#### [Task objective]
Only the lines from the one with "of the dealership" onward are wanted, through the last line of the entries, set down exactly.

#### [Exercise materials]
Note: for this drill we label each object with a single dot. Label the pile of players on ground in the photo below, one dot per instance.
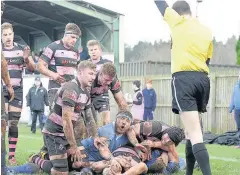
(123, 146)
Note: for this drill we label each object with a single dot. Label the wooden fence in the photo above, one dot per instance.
(217, 119)
(146, 68)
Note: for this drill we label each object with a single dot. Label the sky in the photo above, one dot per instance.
(143, 21)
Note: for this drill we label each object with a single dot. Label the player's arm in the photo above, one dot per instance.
(155, 144)
(170, 16)
(104, 151)
(30, 65)
(4, 71)
(115, 88)
(6, 77)
(172, 153)
(44, 61)
(132, 137)
(210, 53)
(140, 168)
(120, 100)
(69, 98)
(90, 122)
(139, 98)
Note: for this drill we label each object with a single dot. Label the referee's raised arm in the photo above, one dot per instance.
(161, 5)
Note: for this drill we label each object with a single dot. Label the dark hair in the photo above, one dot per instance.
(175, 133)
(182, 7)
(40, 53)
(137, 83)
(126, 113)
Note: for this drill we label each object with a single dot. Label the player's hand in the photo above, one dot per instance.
(141, 147)
(26, 53)
(143, 156)
(148, 143)
(99, 140)
(75, 154)
(11, 92)
(124, 161)
(115, 166)
(58, 78)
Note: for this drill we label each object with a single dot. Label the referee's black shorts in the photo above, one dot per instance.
(190, 91)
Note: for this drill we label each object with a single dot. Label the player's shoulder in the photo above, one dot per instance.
(55, 44)
(75, 50)
(103, 60)
(18, 46)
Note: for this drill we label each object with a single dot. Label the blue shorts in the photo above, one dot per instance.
(171, 168)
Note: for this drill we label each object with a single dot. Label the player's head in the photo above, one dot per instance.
(86, 73)
(149, 84)
(37, 81)
(123, 121)
(71, 35)
(7, 34)
(182, 8)
(115, 168)
(94, 49)
(136, 84)
(172, 135)
(107, 73)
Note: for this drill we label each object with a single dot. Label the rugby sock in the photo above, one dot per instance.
(12, 138)
(28, 168)
(202, 157)
(190, 159)
(12, 146)
(45, 165)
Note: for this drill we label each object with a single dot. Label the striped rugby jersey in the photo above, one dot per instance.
(61, 60)
(15, 60)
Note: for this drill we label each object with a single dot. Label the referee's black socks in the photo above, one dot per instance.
(201, 155)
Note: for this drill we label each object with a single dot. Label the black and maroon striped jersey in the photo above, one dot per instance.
(61, 60)
(70, 94)
(15, 60)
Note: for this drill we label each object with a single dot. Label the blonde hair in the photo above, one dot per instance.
(6, 25)
(73, 28)
(86, 64)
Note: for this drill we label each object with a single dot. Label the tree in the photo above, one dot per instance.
(223, 53)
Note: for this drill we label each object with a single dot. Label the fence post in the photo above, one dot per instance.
(212, 110)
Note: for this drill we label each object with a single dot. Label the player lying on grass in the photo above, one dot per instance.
(114, 132)
(159, 139)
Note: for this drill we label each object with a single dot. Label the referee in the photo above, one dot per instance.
(192, 49)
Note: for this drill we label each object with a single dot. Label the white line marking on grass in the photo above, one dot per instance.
(219, 158)
(30, 137)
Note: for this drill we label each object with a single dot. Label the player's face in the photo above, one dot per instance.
(122, 125)
(7, 37)
(71, 40)
(94, 52)
(149, 85)
(105, 80)
(166, 140)
(87, 76)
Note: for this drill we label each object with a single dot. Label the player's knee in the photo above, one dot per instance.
(13, 125)
(143, 167)
(59, 165)
(172, 167)
(14, 115)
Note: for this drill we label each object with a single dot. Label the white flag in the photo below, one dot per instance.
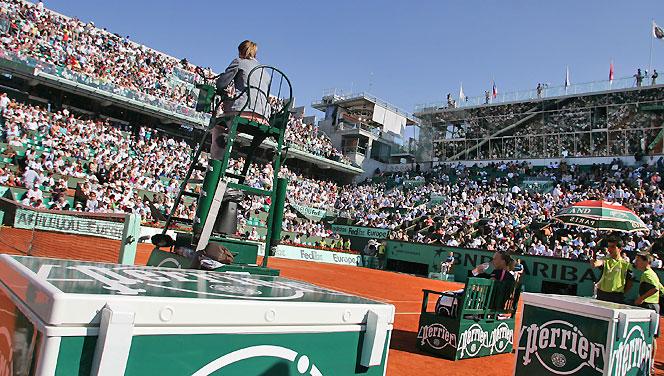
(567, 83)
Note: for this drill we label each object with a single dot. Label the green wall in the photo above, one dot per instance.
(537, 269)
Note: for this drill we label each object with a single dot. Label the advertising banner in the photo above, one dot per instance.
(70, 224)
(362, 232)
(309, 213)
(307, 254)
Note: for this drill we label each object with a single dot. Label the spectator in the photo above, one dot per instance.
(639, 77)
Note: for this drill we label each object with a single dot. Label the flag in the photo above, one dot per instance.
(657, 31)
(567, 83)
(611, 72)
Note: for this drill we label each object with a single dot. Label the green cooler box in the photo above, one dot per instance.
(571, 335)
(62, 317)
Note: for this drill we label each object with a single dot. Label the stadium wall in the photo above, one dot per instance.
(540, 274)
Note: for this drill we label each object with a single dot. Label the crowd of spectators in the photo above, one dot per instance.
(117, 168)
(82, 47)
(470, 207)
(598, 125)
(309, 138)
(497, 213)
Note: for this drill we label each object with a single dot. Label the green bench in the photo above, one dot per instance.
(483, 324)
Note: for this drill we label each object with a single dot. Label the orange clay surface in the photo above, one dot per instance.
(401, 290)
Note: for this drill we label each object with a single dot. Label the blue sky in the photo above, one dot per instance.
(405, 52)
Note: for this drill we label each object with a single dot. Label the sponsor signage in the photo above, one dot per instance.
(35, 220)
(633, 355)
(475, 340)
(559, 343)
(537, 185)
(436, 336)
(538, 270)
(361, 232)
(308, 254)
(310, 213)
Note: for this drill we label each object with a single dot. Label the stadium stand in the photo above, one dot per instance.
(68, 48)
(612, 123)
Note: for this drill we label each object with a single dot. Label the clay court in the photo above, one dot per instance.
(401, 290)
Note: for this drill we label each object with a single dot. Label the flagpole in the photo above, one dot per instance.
(652, 37)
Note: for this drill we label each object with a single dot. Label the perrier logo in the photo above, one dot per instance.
(560, 347)
(634, 353)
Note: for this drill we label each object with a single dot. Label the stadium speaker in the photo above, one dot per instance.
(226, 222)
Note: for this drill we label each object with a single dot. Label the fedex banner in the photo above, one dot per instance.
(317, 255)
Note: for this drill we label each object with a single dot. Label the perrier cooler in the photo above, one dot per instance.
(570, 335)
(66, 318)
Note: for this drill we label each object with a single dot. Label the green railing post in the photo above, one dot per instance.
(130, 235)
(277, 209)
(210, 183)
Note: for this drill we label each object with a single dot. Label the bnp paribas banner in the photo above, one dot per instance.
(361, 232)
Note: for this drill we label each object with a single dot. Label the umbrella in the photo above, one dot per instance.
(601, 215)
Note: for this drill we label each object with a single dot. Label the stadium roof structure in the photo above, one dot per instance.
(338, 97)
(547, 92)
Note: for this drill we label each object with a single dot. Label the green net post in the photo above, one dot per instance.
(277, 218)
(207, 194)
(130, 235)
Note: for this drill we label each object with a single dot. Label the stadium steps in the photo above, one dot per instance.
(531, 113)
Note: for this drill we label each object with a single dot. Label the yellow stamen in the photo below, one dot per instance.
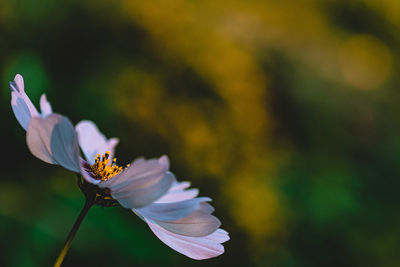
(103, 169)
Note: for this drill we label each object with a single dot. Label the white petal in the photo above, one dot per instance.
(199, 223)
(198, 248)
(45, 106)
(53, 140)
(86, 172)
(140, 184)
(142, 196)
(171, 211)
(140, 173)
(93, 142)
(177, 192)
(22, 106)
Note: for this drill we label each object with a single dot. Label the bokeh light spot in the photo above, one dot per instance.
(365, 61)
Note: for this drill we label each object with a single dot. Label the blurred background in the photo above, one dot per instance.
(287, 114)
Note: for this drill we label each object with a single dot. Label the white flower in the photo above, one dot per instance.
(174, 213)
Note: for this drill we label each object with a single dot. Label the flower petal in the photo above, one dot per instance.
(198, 248)
(171, 211)
(93, 142)
(140, 184)
(199, 223)
(45, 106)
(177, 192)
(53, 140)
(86, 172)
(22, 106)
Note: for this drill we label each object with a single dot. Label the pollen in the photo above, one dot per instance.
(104, 168)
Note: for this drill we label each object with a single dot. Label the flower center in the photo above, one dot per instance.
(104, 169)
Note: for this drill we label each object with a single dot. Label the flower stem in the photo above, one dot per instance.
(71, 235)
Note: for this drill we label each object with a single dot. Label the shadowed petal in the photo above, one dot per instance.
(177, 192)
(171, 211)
(199, 223)
(53, 140)
(198, 248)
(22, 106)
(143, 195)
(45, 106)
(141, 183)
(87, 172)
(93, 142)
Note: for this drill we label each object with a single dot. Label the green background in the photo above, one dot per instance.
(285, 113)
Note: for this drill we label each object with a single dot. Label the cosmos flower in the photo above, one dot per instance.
(173, 212)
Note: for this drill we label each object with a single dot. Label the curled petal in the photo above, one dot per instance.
(198, 248)
(22, 106)
(45, 106)
(53, 140)
(93, 142)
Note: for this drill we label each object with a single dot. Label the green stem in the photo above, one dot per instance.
(71, 235)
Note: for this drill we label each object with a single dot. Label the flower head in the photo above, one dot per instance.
(173, 212)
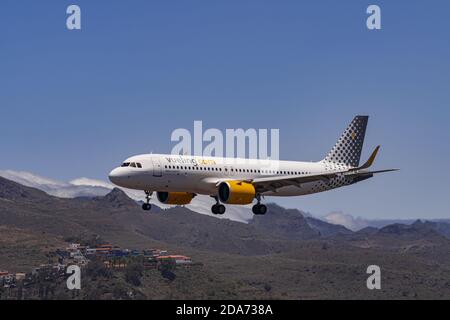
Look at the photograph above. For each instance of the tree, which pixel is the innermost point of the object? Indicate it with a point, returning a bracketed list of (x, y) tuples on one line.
[(133, 274), (167, 268)]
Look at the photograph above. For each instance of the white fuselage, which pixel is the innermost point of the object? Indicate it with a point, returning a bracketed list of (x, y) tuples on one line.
[(201, 175)]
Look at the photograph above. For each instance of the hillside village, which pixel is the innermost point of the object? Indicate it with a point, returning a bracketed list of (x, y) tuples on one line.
[(108, 256), (282, 255)]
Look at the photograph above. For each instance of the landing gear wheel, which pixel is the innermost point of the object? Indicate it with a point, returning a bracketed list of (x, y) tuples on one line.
[(147, 206), (218, 209), (259, 209), (221, 209)]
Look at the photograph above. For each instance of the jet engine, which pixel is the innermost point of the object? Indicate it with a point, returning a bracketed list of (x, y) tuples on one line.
[(178, 198), (236, 192)]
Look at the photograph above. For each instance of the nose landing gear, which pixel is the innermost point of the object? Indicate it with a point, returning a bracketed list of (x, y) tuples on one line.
[(147, 206), (217, 208)]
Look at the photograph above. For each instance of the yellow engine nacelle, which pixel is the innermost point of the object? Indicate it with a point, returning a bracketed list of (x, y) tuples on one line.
[(236, 192), (179, 198)]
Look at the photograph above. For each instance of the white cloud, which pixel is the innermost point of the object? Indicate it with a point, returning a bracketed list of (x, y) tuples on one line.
[(86, 187), (346, 220)]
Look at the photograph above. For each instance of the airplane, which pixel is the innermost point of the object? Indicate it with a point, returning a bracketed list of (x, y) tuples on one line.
[(177, 179)]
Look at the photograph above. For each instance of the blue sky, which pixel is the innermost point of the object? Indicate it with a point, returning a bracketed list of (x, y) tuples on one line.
[(76, 103)]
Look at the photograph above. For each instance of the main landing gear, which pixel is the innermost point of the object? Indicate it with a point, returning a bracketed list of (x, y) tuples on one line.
[(147, 206), (218, 208), (259, 208)]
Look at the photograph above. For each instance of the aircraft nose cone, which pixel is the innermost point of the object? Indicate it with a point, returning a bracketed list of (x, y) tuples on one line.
[(115, 176)]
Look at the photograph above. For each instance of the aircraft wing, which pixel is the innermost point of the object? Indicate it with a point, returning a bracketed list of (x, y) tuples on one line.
[(274, 183)]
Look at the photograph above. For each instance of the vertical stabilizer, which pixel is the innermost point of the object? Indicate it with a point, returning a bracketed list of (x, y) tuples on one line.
[(347, 149)]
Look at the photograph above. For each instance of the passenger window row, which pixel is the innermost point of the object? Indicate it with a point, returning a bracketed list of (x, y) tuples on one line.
[(132, 164), (235, 170)]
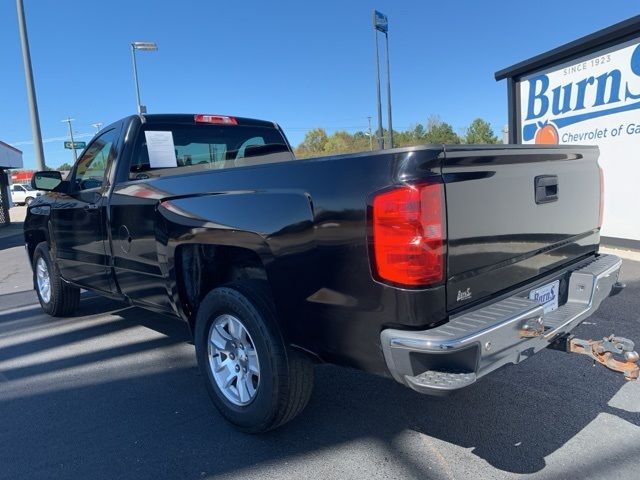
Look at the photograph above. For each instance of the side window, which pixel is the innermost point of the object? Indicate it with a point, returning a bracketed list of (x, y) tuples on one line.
[(90, 169), (169, 149)]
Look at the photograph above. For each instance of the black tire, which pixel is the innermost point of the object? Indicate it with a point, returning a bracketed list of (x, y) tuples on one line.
[(286, 376), (65, 298)]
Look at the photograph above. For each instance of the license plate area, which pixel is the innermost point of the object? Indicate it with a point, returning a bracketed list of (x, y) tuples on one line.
[(547, 296)]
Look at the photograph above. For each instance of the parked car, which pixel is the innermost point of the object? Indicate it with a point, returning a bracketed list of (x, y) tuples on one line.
[(434, 265), (23, 194)]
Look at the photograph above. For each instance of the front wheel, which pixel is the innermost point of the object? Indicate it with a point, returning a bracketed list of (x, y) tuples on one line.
[(255, 382), (56, 297)]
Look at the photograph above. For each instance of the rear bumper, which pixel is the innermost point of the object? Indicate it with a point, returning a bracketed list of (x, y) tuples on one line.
[(471, 345)]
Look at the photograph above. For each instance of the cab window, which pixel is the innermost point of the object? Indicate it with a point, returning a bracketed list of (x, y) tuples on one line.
[(91, 167), (199, 147)]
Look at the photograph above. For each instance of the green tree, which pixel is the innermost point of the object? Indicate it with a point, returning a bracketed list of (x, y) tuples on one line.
[(480, 132), (440, 132), (313, 144)]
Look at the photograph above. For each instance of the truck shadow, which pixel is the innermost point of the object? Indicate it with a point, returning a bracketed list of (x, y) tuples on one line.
[(148, 414)]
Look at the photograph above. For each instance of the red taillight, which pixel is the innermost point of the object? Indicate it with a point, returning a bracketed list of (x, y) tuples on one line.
[(219, 119), (409, 234), (601, 213)]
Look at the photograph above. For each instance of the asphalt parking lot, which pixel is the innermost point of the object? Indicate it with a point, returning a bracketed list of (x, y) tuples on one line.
[(115, 393)]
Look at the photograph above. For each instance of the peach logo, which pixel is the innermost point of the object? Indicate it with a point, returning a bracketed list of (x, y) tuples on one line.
[(547, 134)]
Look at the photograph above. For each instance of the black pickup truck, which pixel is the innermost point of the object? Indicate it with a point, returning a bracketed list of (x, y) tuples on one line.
[(434, 265)]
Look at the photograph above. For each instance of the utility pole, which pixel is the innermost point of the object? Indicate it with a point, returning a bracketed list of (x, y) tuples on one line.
[(31, 91), (73, 144)]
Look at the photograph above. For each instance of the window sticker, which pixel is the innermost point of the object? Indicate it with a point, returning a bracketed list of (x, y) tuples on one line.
[(162, 153)]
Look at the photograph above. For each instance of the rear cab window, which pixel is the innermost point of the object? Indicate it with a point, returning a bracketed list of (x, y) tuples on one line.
[(163, 149)]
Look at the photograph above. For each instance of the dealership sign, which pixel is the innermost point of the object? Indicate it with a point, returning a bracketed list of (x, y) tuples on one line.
[(592, 100), (557, 105)]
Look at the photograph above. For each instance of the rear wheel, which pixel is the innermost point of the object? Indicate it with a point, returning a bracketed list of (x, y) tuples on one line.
[(56, 297), (256, 383)]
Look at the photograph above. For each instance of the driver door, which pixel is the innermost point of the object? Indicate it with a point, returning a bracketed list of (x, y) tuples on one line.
[(78, 218)]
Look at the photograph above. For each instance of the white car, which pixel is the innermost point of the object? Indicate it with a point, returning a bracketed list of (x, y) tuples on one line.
[(23, 194)]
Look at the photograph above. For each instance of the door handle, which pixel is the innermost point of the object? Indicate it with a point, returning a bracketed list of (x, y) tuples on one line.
[(546, 188)]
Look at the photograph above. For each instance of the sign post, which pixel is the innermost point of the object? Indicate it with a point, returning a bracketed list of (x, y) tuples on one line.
[(72, 143)]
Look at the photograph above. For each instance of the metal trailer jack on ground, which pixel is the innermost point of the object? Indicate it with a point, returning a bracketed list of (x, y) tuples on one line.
[(615, 353)]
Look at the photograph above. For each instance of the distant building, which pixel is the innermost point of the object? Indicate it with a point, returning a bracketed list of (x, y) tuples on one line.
[(10, 157)]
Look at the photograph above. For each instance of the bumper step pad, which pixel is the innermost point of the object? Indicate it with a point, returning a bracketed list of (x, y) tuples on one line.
[(442, 381)]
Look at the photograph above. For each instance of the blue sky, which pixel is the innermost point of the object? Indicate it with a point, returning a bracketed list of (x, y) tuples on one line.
[(302, 64)]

#### [Output of the exercise]
Look at the photograph above. For each instance of the dealership sign, which pixel is the innermost point of the object? Indicate it with a point, returning a bracketed list of (x, y) tuples on one line.
[(592, 100), (557, 105)]
Look at the photograph above. For each instance of the rear wheel, which pixel is the innermost point of the object? Indicate it with a point, returning a bracketed list of (x, y) tuples on one line.
[(56, 297), (256, 383)]
Look at the photograph above. For each instance of the driver door, which pixel is the innermost point of the object? Indicate it with a point, returning a bracketed list of (x, y) tuples on one line.
[(78, 218)]
Look at the photograph above. For each instance of the white car, which pixel is the innermost point of the object? Indicate it with a point, returning a bracketed list of (x, y) tuples on one line.
[(23, 194)]
Look at the photograph above. For each instance of the door handle, which pixel is the innermost point of the object? Indicate it with a point, returning a bracketed list of (x, y) tuples on one line.
[(546, 188)]
Look at the photograph above. For each instance of the sign post, which pixel is the innermost point of the object? Indicate it with a point, returning a bracketed list of (x, y) tuples on one line.
[(72, 143)]
Look at the photograph above. For each instance of the metal trailer jack on ground, which pixel is the innermost point of the object? Indicate it with a point, returning a bracketed list of (x, y) tuples on one line.
[(615, 353)]
Look at the photograph above. For each instance of the distant building, which pixel is the innermost point of the object? Indicate it with a point, returning a bracketed list of (x, y) tuples on one line.
[(10, 157)]
Look at the photograph above. For each instance of the bumper step pad, which pixel is the innermost point of the object? Indicate it with a point, returning a bracketed list of (x, y) tuples on one line.
[(442, 381)]
Look at the photograph above. For each instance of the blue sky, which pixel is the innermost point of the object? Indicate it with a point, returning a bracketed list of (x, y) tuples on one line.
[(302, 64)]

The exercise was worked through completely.